> What you are asked to do: Exactly reproduce the lines beginning with the line that includes "target: <item>woman's right hand</item>" and ending with the last line of the data.

> Listed entries:
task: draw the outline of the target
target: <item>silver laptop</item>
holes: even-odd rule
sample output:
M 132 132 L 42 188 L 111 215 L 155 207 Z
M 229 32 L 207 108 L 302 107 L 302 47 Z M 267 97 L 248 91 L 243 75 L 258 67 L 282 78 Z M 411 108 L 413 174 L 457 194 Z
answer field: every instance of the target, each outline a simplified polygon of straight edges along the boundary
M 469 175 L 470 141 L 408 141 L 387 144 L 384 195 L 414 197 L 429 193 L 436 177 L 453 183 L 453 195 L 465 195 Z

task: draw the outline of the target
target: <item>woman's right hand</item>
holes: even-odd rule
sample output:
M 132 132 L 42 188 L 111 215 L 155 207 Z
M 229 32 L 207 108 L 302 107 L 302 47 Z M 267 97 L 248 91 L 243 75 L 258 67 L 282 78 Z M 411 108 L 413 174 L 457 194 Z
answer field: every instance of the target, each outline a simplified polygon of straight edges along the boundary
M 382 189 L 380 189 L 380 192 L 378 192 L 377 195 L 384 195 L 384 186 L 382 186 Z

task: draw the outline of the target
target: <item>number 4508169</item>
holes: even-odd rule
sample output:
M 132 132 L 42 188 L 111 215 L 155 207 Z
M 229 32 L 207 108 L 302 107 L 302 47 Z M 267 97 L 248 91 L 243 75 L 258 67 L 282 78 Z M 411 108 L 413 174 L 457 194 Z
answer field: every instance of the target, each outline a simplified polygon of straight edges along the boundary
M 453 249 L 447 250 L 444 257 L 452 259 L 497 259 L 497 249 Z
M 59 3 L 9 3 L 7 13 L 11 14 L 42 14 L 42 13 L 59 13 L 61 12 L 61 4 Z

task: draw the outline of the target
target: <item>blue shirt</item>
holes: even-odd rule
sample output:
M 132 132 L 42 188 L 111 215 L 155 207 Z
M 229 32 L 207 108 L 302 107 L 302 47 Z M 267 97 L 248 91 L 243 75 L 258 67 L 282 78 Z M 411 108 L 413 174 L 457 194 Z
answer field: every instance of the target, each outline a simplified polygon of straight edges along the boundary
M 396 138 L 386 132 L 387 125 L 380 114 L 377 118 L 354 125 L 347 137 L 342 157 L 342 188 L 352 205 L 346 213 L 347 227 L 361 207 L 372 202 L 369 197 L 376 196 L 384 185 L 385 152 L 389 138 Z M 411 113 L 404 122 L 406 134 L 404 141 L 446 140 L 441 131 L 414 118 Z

> Answer to this problem:
target: <item>woman's right hand</item>
holes: even-odd rule
sample output:
M 132 132 L 42 188 L 111 215 L 155 207 Z
M 229 32 L 207 108 L 302 107 L 302 47 Z M 267 97 L 248 91 L 243 75 L 258 67 L 282 78 Z M 411 108 L 413 174 L 457 194 Z
answer field: every instance of the target, each outline a simplified polygon of straight edges along the boundary
M 382 189 L 380 189 L 380 192 L 378 192 L 377 195 L 384 195 L 384 186 L 382 186 Z

task: draw the outline of the target
target: <item>number 4508169</item>
holes: even-odd rule
sample output:
M 132 132 L 42 188 L 111 215 L 155 207 Z
M 229 32 L 207 108 L 302 107 L 302 47 Z M 267 97 L 248 91 L 243 75 L 258 67 L 282 78 Z M 411 108 L 413 174 L 457 194 Z
answer field: every instance of the target, each outline a simplified polygon of straight edges along the boundary
M 453 249 L 447 250 L 444 257 L 452 259 L 497 259 L 497 249 Z
M 59 3 L 9 3 L 7 13 L 11 14 L 42 14 L 42 13 L 59 13 L 61 12 L 61 4 Z

task: draw the outline of the target
target: <item>blue shirt</item>
holes: even-odd rule
sample output:
M 132 132 L 42 188 L 111 215 L 155 207 Z
M 229 32 L 207 108 L 302 107 L 302 47 Z M 267 97 L 248 91 L 243 75 L 258 67 L 282 78 Z M 411 108 L 413 174 L 457 194 Z
answer field: every instance of the target, each outline a simplified polygon of straight edges along the boundary
M 396 138 L 386 132 L 387 125 L 380 114 L 377 118 L 354 125 L 347 137 L 342 157 L 342 188 L 352 205 L 346 213 L 347 227 L 361 207 L 372 202 L 369 197 L 376 196 L 384 185 L 385 152 L 389 138 Z M 411 113 L 404 122 L 406 134 L 404 141 L 446 140 L 441 131 L 414 118 Z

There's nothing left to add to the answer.